[Part of a data file]
------------

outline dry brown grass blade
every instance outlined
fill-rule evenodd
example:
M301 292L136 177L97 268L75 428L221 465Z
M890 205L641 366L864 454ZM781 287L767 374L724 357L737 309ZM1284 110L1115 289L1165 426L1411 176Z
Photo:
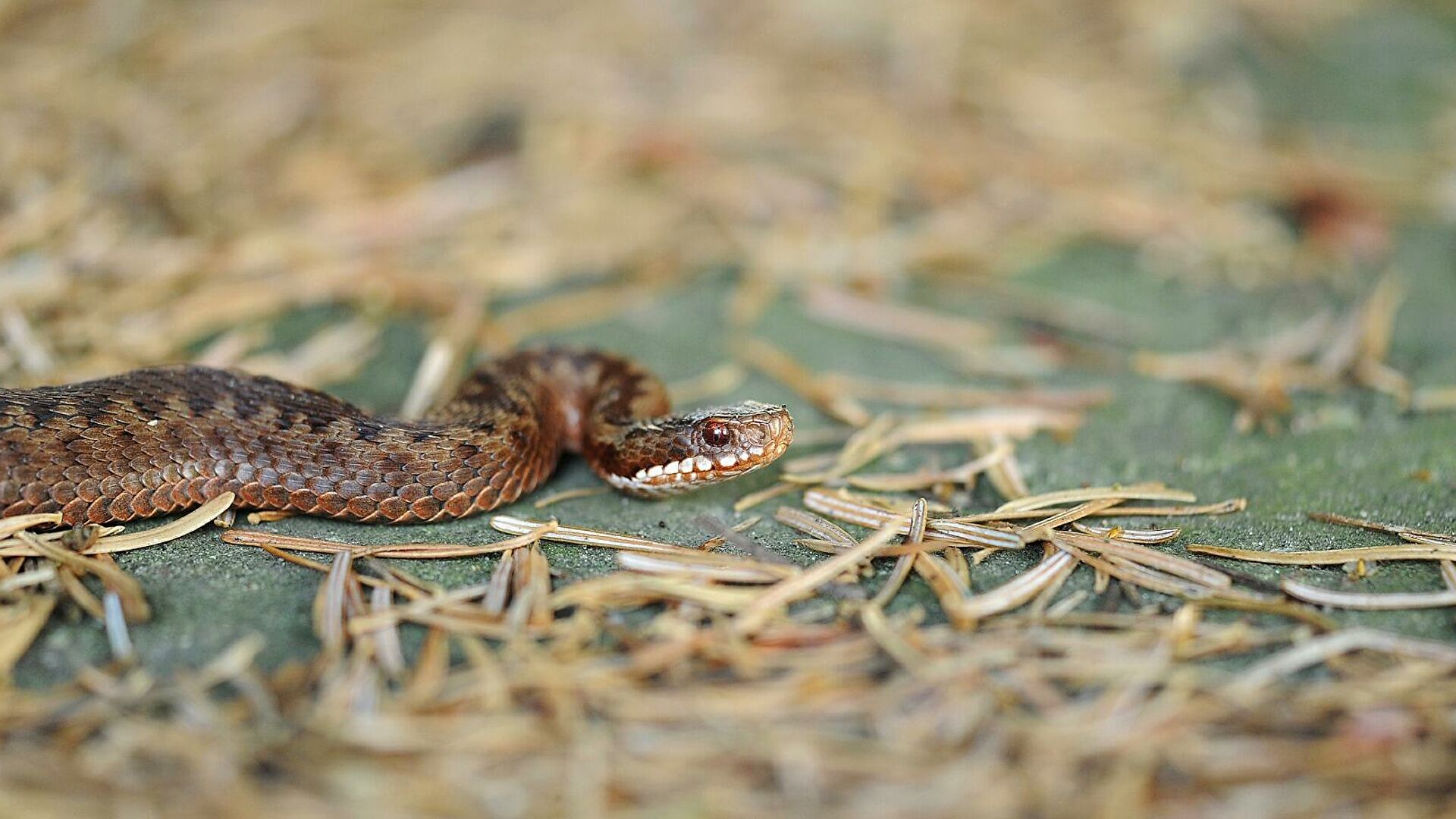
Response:
M54 608L51 595L23 595L0 605L0 683L10 682L15 665L31 650Z
M978 621L1024 606L1045 589L1063 583L1076 567L1076 558L1067 552L1048 554L1034 568L1022 571L996 589L967 597L960 606L961 614Z
M252 529L230 529L223 533L224 544L239 546L274 546L300 552L339 554L347 552L357 557L389 557L397 560L435 560L450 557L473 557L495 552L505 552L529 545L556 529L555 520L537 523L514 538L496 541L494 544L373 544L358 545L339 541L325 541L320 538L301 538L297 535L275 535Z
M1061 490L1009 500L996 512L1029 512L1063 503L1088 503L1093 500L1166 500L1192 503L1198 500L1191 493L1168 490L1162 484L1134 484L1130 487L1088 487L1085 490Z
M827 490L815 488L804 493L804 506L818 512L820 514L827 514L830 517L871 529L898 522L901 533L910 532L909 516L894 514L884 509L849 500ZM958 541L974 546L1019 549L1026 545L1016 532L981 526L978 523L935 519L930 520L927 526L939 539Z
M409 392L399 408L402 418L419 418L441 398L453 392L466 356L475 338L480 332L480 322L485 321L486 299L479 293L462 294L450 315L446 316L440 331L425 347L425 354L415 367L415 377L411 380Z
M1441 561L1443 565L1446 563ZM1456 606L1456 590L1452 589L1443 592L1335 592L1302 583L1293 577L1280 580L1280 587L1297 600L1337 609L1379 612Z
M1321 549L1300 552L1264 552L1258 549L1236 549L1210 544L1188 544L1190 552L1210 557L1226 557L1249 563L1271 563L1278 565L1340 565L1357 560L1456 560L1456 545L1444 544L1393 544L1389 546L1358 546L1348 549Z
M108 589L116 592L121 596L127 618L132 622L146 622L151 618L151 606L147 605L147 596L141 592L141 584L122 571L114 561L102 561L95 557L77 554L64 546L47 544L26 532L17 532L16 536L33 549L35 554L50 558L63 567L73 568L77 573L92 574Z

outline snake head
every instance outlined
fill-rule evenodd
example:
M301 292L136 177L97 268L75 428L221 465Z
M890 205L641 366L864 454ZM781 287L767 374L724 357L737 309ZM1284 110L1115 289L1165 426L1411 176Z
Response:
M693 410L633 426L607 481L630 494L686 493L773 463L794 440L794 418L775 404Z

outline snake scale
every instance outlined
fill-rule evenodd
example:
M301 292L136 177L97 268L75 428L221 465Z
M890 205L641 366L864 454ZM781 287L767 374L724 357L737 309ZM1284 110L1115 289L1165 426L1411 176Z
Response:
M418 523L510 503L563 450L613 487L652 497L751 472L794 437L776 405L667 412L651 373L581 350L489 361L418 421L194 366L0 389L0 516L116 523L233 493L243 509Z

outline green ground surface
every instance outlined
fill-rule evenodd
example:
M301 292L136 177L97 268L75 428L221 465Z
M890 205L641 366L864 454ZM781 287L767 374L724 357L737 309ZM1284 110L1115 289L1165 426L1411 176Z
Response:
M1456 232L1449 227L1409 227L1398 236L1396 255L1411 296L1399 315L1390 361L1417 383L1456 383L1456 322L1450 318L1456 315ZM1322 306L1348 302L1348 297L1310 287L1258 293L1241 293L1223 286L1200 287L1158 280L1134 268L1131 255L1121 249L1086 246L1028 271L1019 281L1042 287L1047 293L1070 293L1115 307L1140 342L1153 350L1192 350L1230 335L1257 338ZM721 319L728 286L728 275L705 277L667 293L660 305L644 306L641 312L613 324L584 328L552 341L617 350L652 366L668 382L687 379L728 357L728 334ZM977 289L970 286L938 287L907 297L968 316L987 313ZM661 310L655 315L671 315L674 321L652 321L649 310L655 309ZM298 316L280 334L282 342L323 318L312 313ZM788 297L769 310L757 335L794 351L812 367L903 380L952 380L951 372L923 350L817 325L804 318ZM341 385L336 392L377 410L395 408L422 347L418 329L406 325L393 328L386 334L377 360L365 369L365 376ZM1241 514L1181 520L1187 530L1184 538L1168 546L1172 551L1181 552L1179 544L1185 542L1291 551L1390 541L1383 535L1309 522L1305 513L1310 510L1456 530L1456 447L1452 446L1456 414L1402 415L1389 398L1351 388L1300 399L1300 411L1325 418L1324 426L1277 437L1241 436L1230 428L1232 404L1201 389L1149 382L1125 372L1070 373L1060 380L1107 383L1115 388L1117 399L1095 411L1072 442L1041 436L1021 447L1032 491L1163 481L1197 493L1201 500L1249 498L1248 512ZM750 379L734 395L722 396L724 401L738 398L788 404L802 431L826 423L794 393L764 379ZM804 452L808 450L791 450ZM964 455L954 450L941 453L946 463L964 459ZM909 469L920 456L927 456L927 450L891 458L884 466ZM563 501L545 512L571 525L697 544L705 535L692 523L695 516L711 513L734 519L732 501L770 484L775 472L769 469L668 501L641 501L613 494ZM568 459L542 493L594 482L579 461ZM780 503L796 503L796 498L769 501L753 513L772 513ZM977 491L973 509L992 509L994 504L990 490L983 488ZM531 498L501 512L527 517L543 514L533 509ZM309 519L265 528L360 544L418 539L476 544L502 538L491 529L488 516L427 528ZM794 533L789 529L772 520L760 523L751 535L792 560L814 560L814 555L791 544ZM613 568L613 555L606 551L547 545L546 554L561 574L558 583ZM1034 554L1003 554L987 560L973 573L974 590L1003 583L1034 560ZM154 619L137 625L132 632L149 667L162 672L197 665L249 632L266 637L262 662L269 666L306 659L317 648L310 627L310 603L320 576L313 571L255 548L221 544L215 529L128 552L119 555L119 561L141 581L154 609ZM427 580L459 586L488 577L495 558L402 563ZM887 564L888 561L882 563ZM1329 587L1347 583L1338 568L1280 570L1249 564L1239 568L1264 579L1274 579L1281 571L1299 571ZM917 583L898 597L897 605L923 605L930 616L938 616L932 597ZM1083 570L1069 589L1089 584L1091 576ZM1430 565L1390 564L1361 580L1360 586L1367 590L1437 589L1440 579ZM802 614L833 616L833 609L811 603ZM1350 624L1456 640L1456 622L1447 609L1337 616ZM73 612L73 616L58 616L47 627L17 667L16 678L22 685L42 685L68 678L77 667L102 663L106 657L100 627Z

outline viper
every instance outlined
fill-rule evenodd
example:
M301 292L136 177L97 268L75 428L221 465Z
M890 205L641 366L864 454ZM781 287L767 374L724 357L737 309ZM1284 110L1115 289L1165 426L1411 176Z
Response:
M0 516L116 523L233 493L242 509L419 523L514 501L562 452L661 497L753 472L792 439L770 404L670 415L655 376L600 351L496 358L415 421L265 376L144 369L0 389Z

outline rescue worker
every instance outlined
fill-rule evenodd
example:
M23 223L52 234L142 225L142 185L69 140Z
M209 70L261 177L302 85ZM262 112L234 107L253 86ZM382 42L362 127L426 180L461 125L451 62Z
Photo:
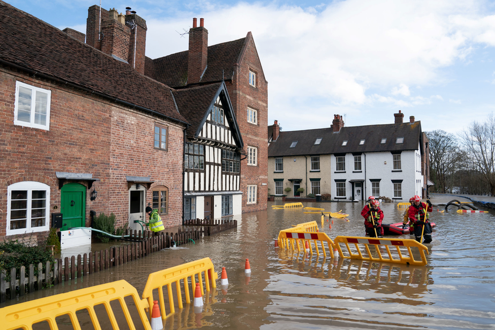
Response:
M368 211L364 213L366 210L366 206L361 211L361 215L364 218L364 226L366 229L366 234L370 237L383 237L383 227L381 226L381 222L383 221L383 211L380 209L380 202L377 200L371 200L371 209L368 206ZM376 229L376 235L375 235L375 229Z
M147 225L150 226L150 229L153 232L157 232L163 230L165 229L163 226L163 222L162 222L161 218L158 214L158 210L153 210L149 206L146 207L146 213L150 216L150 222L147 223Z
M409 207L409 218L414 226L414 236L416 240L421 243L421 235L422 233L425 238L423 243L432 241L432 225L430 224L428 213L433 210L432 202L427 200L426 203L421 202L421 197L417 195L412 197L413 204ZM423 227L425 230L423 230Z

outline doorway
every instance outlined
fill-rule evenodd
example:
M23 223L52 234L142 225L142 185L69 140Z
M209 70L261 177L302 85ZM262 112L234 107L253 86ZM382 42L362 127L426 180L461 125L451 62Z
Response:
M86 226L86 187L77 182L64 184L60 189L61 230Z

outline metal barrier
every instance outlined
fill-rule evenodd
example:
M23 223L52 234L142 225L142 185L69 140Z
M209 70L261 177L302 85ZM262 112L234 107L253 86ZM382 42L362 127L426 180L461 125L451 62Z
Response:
M345 244L347 248L345 255L341 243ZM425 266L428 263L425 252L428 253L428 248L414 240L337 236L334 240L334 244L342 258L417 266ZM370 249L370 245L373 245L374 248ZM395 249L391 249L390 247ZM383 251L383 248L385 251ZM416 256L419 254L420 260L414 259L411 248L414 248L415 250L417 249Z
M126 302L125 298L129 296L132 302ZM132 308L130 311L129 307ZM58 327L56 319L59 317L64 318L64 323L70 322L74 329L81 329L80 324L88 322L96 329L109 328L111 326L114 329L122 328L124 323L127 328L135 329L135 324L141 322L142 326L138 328L151 330L145 312L149 307L148 302L139 298L135 288L122 280L0 308L0 320L3 320L2 328L5 330L30 330L33 324L42 322L48 323L51 329L56 330ZM84 310L87 313L82 313ZM108 315L106 320L99 316L102 311ZM123 315L121 316L121 313ZM138 317L138 320L135 320L137 323L134 323L133 317ZM104 323L105 320L110 324Z
M163 296L163 288L167 287L167 292L168 298L168 306L170 308L169 314L175 312L174 304L174 296L172 287L174 284L175 287L176 299L179 308L183 308L182 290L181 289L181 281L182 281L182 288L184 289L186 302L191 303L191 294L194 294L196 288L196 279L195 276L197 276L197 282L199 283L201 292L204 292L203 287L203 275L204 273L204 282L206 287L206 291L209 291L209 280L211 281L211 284L214 288L217 287L215 281L218 278L218 274L215 271L213 263L209 258L203 258L194 261L191 261L179 266L164 269L155 273L152 273L148 278L148 281L145 286L143 292L143 298L147 299L150 306L153 306L153 300L158 300L160 305L162 319L167 317L167 313L165 309L165 300ZM189 289L189 278L191 278L191 290ZM153 290L157 289L158 293L158 299L153 299ZM151 310L150 311L150 317Z
M279 243L279 247L280 246L282 248L292 247L292 249L294 250L297 248L298 252L300 252L301 249L304 250L306 249L306 242L307 242L309 248L309 253L310 254L315 254L319 256L320 250L321 248L324 256L327 256L328 250L330 256L332 258L334 257L334 242L325 233L307 232L297 233L282 231L279 234L278 239L280 242L281 242L281 244ZM302 249L299 245L300 242L302 244Z

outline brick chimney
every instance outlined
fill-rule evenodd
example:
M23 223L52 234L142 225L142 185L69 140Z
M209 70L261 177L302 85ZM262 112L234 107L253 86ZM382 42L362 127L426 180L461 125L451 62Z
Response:
M344 127L344 121L342 120L342 116L333 115L333 120L332 121L332 127L333 128L334 133L338 133L340 128Z
M399 110L399 113L394 114L394 117L395 117L395 123L402 124L404 122L404 114L401 113L400 110Z
M206 68L208 59L208 30L204 28L204 19L193 19L193 27L189 29L189 50L188 52L187 83L199 82Z
M273 133L272 135L271 140L272 141L277 141L277 139L278 138L278 134L280 133L280 126L278 125L278 122L277 120L275 121L273 124Z

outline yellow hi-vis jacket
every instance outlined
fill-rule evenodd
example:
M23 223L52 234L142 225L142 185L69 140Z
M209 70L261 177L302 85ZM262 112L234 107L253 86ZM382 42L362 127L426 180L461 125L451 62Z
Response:
M153 210L150 214L150 229L153 232L159 232L165 229L157 210Z

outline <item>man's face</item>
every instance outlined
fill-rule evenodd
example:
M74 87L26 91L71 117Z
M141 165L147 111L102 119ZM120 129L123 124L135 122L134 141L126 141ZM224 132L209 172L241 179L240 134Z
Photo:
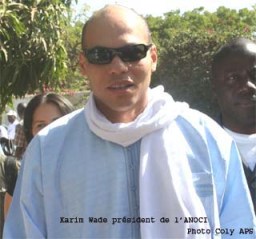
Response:
M256 133L256 53L225 58L213 83L224 126L238 133Z
M130 15L114 11L92 22L86 33L87 49L147 45L145 26ZM156 62L155 46L147 51L145 58L133 62L115 56L110 63L97 65L80 56L82 73L89 78L97 108L112 122L130 122L143 111Z
M9 123L12 124L12 123L15 121L16 117L13 116L13 115L8 115L8 116L7 116L7 119L8 119L8 121L9 121Z

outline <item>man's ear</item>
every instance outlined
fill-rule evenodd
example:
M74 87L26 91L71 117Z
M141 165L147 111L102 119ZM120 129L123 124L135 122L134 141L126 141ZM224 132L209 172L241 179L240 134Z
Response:
M87 76L87 62L83 53L79 54L80 72L83 76Z
M157 66L157 49L156 46L153 44L150 48L150 55L151 55L151 60L152 60L152 66L151 66L151 70L152 72L154 72L156 70L156 66Z

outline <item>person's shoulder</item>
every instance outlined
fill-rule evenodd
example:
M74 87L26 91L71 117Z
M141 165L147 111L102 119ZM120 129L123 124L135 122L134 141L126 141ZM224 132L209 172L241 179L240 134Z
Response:
M70 131L79 130L86 122L83 109L75 110L43 128L38 137L41 139L60 139Z
M179 116L180 121L186 122L197 131L203 131L219 137L228 137L222 127L210 116L196 109L187 109Z

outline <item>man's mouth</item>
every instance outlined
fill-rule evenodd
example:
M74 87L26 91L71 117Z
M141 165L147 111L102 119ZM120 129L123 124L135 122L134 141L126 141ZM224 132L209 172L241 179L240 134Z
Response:
M111 85L108 88L110 90L126 90L128 88L133 87L133 84L118 84L118 85Z

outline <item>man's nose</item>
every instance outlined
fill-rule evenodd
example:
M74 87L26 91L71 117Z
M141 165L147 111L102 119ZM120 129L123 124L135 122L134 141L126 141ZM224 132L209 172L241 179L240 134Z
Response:
M109 67L110 67L111 73L120 74L128 71L129 62L124 62L118 55L115 55Z

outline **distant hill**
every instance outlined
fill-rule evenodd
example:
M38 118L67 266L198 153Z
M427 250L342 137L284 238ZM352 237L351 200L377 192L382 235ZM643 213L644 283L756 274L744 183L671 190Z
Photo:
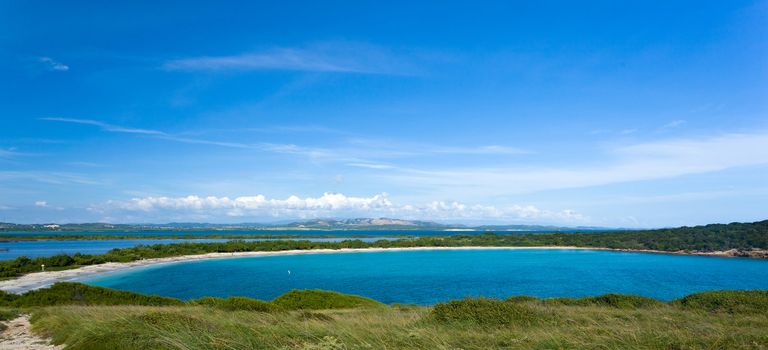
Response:
M211 231L211 230L452 230L452 231L524 231L573 232L606 231L597 227L562 227L542 225L483 225L441 224L432 221L394 218L312 219L291 223L211 224L172 222L167 224L13 224L0 223L0 232L108 232L108 231Z

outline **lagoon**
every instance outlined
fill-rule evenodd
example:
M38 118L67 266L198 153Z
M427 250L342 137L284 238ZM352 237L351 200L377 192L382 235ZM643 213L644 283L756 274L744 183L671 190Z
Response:
M380 239L396 239L386 237L326 237L326 238L247 238L244 241L269 240L309 240L313 242L341 242L347 239L359 239L363 242L374 242ZM161 238L161 239L86 239L86 240L37 240L0 242L0 260L16 259L20 256L35 258L58 254L104 254L114 248L131 248L139 245L174 244L174 243L216 243L227 242L226 238Z
M768 260L600 250L355 252L161 264L83 282L181 299L271 300L291 289L325 289L421 305L468 296L604 293L671 300L705 290L768 289Z

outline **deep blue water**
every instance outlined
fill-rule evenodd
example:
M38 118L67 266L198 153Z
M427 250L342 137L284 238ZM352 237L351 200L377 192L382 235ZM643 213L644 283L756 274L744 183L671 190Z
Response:
M291 289L319 288L414 304L604 293L670 300L704 290L768 289L768 261L592 250L360 252L174 263L86 282L181 299L271 300Z
M282 238L281 238L282 239ZM339 242L345 239L343 237L334 238L301 238L317 242ZM363 237L354 238L365 242L387 239L381 237ZM30 258L38 256L53 256L57 254L103 254L113 248L130 248L137 245L152 244L171 244L182 242L226 242L229 239L104 239L104 240L41 240L41 241L18 241L18 242L0 242L0 260L16 259L20 256ZM245 241L265 241L261 239L244 239Z
M107 231L107 232L3 232L10 236L207 236L207 235L290 235L290 236L450 236L485 231L441 231L441 230L202 230L202 231ZM504 233L540 233L541 231L502 231ZM502 233L500 232L500 233ZM576 232L576 231L574 231Z

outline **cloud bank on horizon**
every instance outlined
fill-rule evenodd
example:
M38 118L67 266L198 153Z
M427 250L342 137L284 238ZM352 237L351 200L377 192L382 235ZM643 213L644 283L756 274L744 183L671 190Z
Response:
M766 1L298 8L0 5L0 221L768 217Z

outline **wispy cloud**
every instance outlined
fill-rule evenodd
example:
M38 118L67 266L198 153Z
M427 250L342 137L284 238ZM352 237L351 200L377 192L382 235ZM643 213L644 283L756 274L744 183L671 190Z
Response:
M46 69L51 71L66 72L69 70L69 66L64 63L55 61L50 57L40 57L38 61L44 64Z
M347 146L334 148L308 147L290 143L242 143L233 141L216 141L188 137L188 134L171 134L160 130L141 129L109 124L92 119L76 118L41 118L46 121L56 121L74 124L93 125L108 132L128 133L142 136L149 136L160 140L210 145L217 147L251 149L262 152L272 152L281 154L291 154L295 156L308 157L314 161L327 161L336 163L361 164L376 163L372 159L391 159L403 157L426 157L440 155L520 155L530 154L532 152L509 146L486 145L486 146L441 146L429 144L413 144L392 141L371 141L363 139L350 139ZM372 167L370 167L373 169ZM381 168L381 167L380 167Z
M373 45L325 43L304 48L272 48L223 56L199 56L165 62L177 71L289 70L308 72L408 74L412 66Z
M101 181L94 180L81 174L56 171L0 171L0 182L35 181L40 183L65 185L100 185Z
M40 118L40 119L48 120L48 121L64 122L64 123L94 125L94 126L98 126L104 131L110 131L110 132L121 132L121 133L128 133L128 134L144 134L144 135L166 135L166 133L158 130L130 128L130 127L124 127L120 125L108 124L108 123L104 123L104 122L100 122L98 120L92 120L92 119L75 119L75 118L58 118L58 117Z
M669 130L669 129L675 129L675 128L678 128L678 127L682 126L683 124L685 124L685 120L682 120L682 119L673 120L673 121L671 121L669 123L666 123L666 124L662 125L659 128L659 130L660 131L665 131L665 130Z
M573 211L549 211L532 205L470 205L455 201L432 201L423 204L396 203L386 193L370 197L352 197L341 193L324 193L320 197L290 196L270 199L264 195L229 197L142 197L128 201L109 201L94 206L92 211L118 214L120 211L141 212L159 219L196 217L246 218L318 218L390 216L408 219L473 219L497 221L549 220L584 222L588 218Z
M393 184L434 193L487 196L670 178L768 164L768 133L672 139L611 150L602 164L574 168L398 168Z

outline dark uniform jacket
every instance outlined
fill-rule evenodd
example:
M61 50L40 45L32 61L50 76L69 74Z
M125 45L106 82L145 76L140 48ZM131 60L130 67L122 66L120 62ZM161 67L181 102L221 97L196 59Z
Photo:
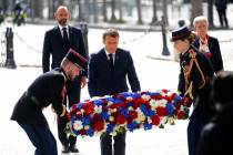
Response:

------------

◆ Task brief
Copy out the records again word for word, from the line that contains "outline <item>man's ear</item>" through the line that contains "M87 76L87 62L83 53L79 54L80 72L83 76Z", with both of those lines included.

◆ Reply
outline <item>man's ear</item>
every instance outlined
fill-rule evenodd
example:
M74 87L26 91L71 117Z
M141 165L147 111L102 119ZM120 129L123 124L135 122L134 141L126 141ZM224 132L209 172L241 179L240 134Z
Response:
M87 76L87 62L83 53L79 54L80 72L83 76Z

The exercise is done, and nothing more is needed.